WRITTEN PROBLEM:
Reproduce every one of the entries below verbatim.
## start DATA PROVIDED
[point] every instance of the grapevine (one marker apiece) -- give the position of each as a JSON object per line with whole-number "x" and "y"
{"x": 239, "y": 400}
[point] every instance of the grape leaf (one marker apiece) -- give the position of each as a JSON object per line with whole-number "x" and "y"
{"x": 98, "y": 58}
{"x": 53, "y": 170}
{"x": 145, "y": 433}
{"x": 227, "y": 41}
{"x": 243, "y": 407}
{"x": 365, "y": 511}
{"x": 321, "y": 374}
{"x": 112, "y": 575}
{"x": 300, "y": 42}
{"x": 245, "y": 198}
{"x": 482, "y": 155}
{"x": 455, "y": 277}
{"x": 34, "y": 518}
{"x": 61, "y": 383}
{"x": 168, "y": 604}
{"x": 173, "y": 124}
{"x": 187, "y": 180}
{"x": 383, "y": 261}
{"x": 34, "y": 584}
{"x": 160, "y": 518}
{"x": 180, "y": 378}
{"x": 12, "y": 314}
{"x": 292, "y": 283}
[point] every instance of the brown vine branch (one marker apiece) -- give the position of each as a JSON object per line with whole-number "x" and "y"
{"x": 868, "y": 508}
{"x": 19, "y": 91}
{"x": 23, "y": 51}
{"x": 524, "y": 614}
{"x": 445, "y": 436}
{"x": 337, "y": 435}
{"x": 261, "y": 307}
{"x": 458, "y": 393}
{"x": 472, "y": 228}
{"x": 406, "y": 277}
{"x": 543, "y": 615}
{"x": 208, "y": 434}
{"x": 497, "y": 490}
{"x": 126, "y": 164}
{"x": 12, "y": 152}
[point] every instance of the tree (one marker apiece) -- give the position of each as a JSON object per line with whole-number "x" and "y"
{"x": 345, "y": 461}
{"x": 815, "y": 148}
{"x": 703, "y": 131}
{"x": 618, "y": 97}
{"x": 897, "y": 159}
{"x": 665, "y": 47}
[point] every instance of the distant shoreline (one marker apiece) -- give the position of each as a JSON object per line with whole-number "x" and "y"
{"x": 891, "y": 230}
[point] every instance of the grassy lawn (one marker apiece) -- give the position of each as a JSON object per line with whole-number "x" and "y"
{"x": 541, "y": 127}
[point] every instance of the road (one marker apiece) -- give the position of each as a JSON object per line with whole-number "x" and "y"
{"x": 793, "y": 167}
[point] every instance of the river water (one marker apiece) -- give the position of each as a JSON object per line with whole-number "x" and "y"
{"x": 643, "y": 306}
## end DATA PROVIDED
TASK OUTPUT:
[point] every instance of the grapevine (one marker apiece) -- give the position of each as a JSON object per line with whole-number "x" and "y"
{"x": 239, "y": 400}
[point] every instance of the grape leaf (one marker apiece) -- give the position of each as a JSON object per line with whole-number "x" and "y"
{"x": 98, "y": 58}
{"x": 53, "y": 170}
{"x": 145, "y": 433}
{"x": 227, "y": 41}
{"x": 243, "y": 407}
{"x": 365, "y": 511}
{"x": 321, "y": 374}
{"x": 112, "y": 575}
{"x": 300, "y": 42}
{"x": 245, "y": 198}
{"x": 482, "y": 155}
{"x": 455, "y": 277}
{"x": 34, "y": 518}
{"x": 61, "y": 383}
{"x": 168, "y": 604}
{"x": 173, "y": 124}
{"x": 187, "y": 180}
{"x": 383, "y": 261}
{"x": 34, "y": 584}
{"x": 160, "y": 518}
{"x": 180, "y": 378}
{"x": 12, "y": 314}
{"x": 292, "y": 283}
[point] every instance of the brown vine branch (one marker apiece) -- give the position of each as a JSON object per line with whole-number "x" and "y"
{"x": 868, "y": 508}
{"x": 19, "y": 91}
{"x": 23, "y": 51}
{"x": 524, "y": 614}
{"x": 445, "y": 436}
{"x": 337, "y": 435}
{"x": 261, "y": 307}
{"x": 458, "y": 393}
{"x": 472, "y": 228}
{"x": 406, "y": 277}
{"x": 543, "y": 615}
{"x": 208, "y": 434}
{"x": 497, "y": 490}
{"x": 126, "y": 164}
{"x": 12, "y": 152}
[point] every instance of the tree (one marker apiece) -- give the position of each as a JSON object per line with whole-number "x" and "y"
{"x": 345, "y": 461}
{"x": 815, "y": 148}
{"x": 703, "y": 131}
{"x": 618, "y": 97}
{"x": 897, "y": 159}
{"x": 665, "y": 47}
[point] every instance of the distant shoreline (one marker apiece) -- give the position of each as a JSON object per line with whole-number "x" and "y"
{"x": 891, "y": 230}
[point] every instance of the grassy lawn (one marker apiece) -- give the position of each as a JSON object per line with whole-number "x" and "y"
{"x": 541, "y": 127}
[point] every instance of the road (one marker apiece) -- give the position of each as a JSON object per line with whole-number "x" and "y"
{"x": 793, "y": 167}
[point] every instance of the river water (one marker apiece) -- give the position of each as a JSON object per line with whole-number "x" and "y"
{"x": 643, "y": 306}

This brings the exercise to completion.